**What to work on:**
Below are records. Return each one exactly as written.

**Source material:**
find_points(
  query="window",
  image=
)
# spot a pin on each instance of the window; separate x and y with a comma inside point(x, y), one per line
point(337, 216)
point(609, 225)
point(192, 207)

**Answer to the problem:**
find_points(
  query="window",
  image=
)
# spot a pin on each instance of the window; separate x and y with a comma inside point(x, y), one per line
point(337, 216)
point(609, 225)
point(192, 207)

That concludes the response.